→ **ENUNCIADO 1**
Traduza para inglês a seguinte frase da discussão sobre granizo em Aveiro: «Desculpa lá pah, eu li mal e interpretei "registir" com "registar"».
→ **ENUNCIADO 2**
Localize e copie todas as linhas das entradas que contêm a palavra "block", distinguindo maiúsculas de minúsculas.

# Granizo em Aveiro



## Estação SP (5 Set 2011 às 23:58)

Boa noite...

Estou a criar este tópico porque este ano numa altura de chuvas, chegou a cair granizo em aveiro do tamanho de uma bola de golfe...

Nenhuma estaçao meteorologica conseguia registir a queda de bolas de golfe

Partia logo com o anemometro, é que as pás no anemometro sao tao fininhas, aquilo mal um toque parte logo, mesmo a Davis nao registia a isso pois nao??
o termo-higro se estivesse num RS nao acontecia nada, e o pluvimetro tambem e os outros sensores tambem nao fazia prejuizo... o pior era o anemometro...

Obrigado!


----------



## Geiras (6 Set 2011 às 00:11)

Não percebi nada deste tópico... o que tem a ver o anemómetro com o "registo" de granizo ?


----------



## Geiras (6 Set 2011 às 00:24)

Geiras disse:


> Não percebi nada deste tópico... o que tem a ver o anemómetro com o "registo" de granizo ?



Desculpa lá pah, eu li mal e interpretei "registir"  com "registar"


----------



## Estação SP (6 Set 2011 às 00:49)

Geiras disse:


> Desculpa lá pah, eu li mal e interpretei "registir"  com "registar"



Na boa, mas entao axas que o anemometro nao se partia com granizo do tamanho de bolas de golfe??


----------



## Geiras (6 Set 2011 às 00:57)

Estação SP disse:


> Na boa, mas entao axas que o anemometro nao se partia com granizo do tamanho de bolas de golfe??



Granizo dessa dimensão até vidros de carros etc. parte... mas e registos dessas "bolas"?


----------



## Estação SP (6 Set 2011 às 01:27)

Geiras disse:


> Granizo dessa dimensão até vidros de carros etc. parte... mas e registos dessas "bolas"?



Chegou a dar no telejornal e cheguei a ver e a pessoas a mostrarem o granizo na mao...


----------

(Entradas de dados guardadas)

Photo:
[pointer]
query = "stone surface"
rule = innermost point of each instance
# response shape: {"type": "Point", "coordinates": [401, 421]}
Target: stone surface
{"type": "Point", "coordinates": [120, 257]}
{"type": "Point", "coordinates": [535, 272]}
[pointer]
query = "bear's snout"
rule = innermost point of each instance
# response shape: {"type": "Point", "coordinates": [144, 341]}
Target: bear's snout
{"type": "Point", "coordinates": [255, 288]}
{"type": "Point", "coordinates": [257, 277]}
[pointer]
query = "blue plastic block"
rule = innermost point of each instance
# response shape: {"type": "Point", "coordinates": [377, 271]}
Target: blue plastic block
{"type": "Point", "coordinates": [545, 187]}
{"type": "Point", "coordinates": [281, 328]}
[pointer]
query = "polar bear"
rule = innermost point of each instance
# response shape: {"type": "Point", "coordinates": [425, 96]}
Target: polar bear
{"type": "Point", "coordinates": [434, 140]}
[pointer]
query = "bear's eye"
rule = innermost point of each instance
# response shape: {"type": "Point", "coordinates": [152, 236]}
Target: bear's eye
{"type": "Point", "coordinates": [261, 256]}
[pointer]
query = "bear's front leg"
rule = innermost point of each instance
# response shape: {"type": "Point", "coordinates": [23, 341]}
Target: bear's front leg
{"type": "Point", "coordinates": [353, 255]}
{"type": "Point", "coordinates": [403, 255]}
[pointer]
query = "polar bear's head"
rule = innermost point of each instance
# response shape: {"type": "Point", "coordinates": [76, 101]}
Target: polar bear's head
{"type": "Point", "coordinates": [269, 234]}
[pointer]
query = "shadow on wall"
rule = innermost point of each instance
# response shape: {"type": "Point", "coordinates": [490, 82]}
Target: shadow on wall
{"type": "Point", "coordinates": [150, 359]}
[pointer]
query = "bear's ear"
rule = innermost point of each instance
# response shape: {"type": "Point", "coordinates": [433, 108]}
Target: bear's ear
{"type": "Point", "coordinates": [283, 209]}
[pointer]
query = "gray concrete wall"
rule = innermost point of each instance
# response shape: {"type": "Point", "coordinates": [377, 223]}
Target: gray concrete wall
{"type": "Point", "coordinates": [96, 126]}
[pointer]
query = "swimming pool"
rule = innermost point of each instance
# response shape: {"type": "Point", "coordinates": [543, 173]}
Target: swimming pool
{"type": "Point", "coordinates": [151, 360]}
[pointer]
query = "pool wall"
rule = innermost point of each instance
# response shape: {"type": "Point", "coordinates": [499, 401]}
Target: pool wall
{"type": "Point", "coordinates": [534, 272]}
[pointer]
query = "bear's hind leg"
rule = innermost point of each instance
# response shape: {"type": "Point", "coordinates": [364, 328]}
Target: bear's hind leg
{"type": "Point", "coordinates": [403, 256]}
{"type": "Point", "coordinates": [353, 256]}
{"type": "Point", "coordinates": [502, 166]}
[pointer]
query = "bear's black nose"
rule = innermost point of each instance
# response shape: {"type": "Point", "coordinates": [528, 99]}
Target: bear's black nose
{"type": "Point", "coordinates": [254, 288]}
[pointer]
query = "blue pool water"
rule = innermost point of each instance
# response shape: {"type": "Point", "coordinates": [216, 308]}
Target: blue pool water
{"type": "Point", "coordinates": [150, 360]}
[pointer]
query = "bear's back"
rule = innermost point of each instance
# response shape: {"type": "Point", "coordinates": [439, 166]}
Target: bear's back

→ **RESULTADO FINAL 1**
Sorry, mate, I misread it and took "registir" for "registar".

→ **RESULTADO FINAL 2**
query = "blue plastic block"
Target: blue plastic block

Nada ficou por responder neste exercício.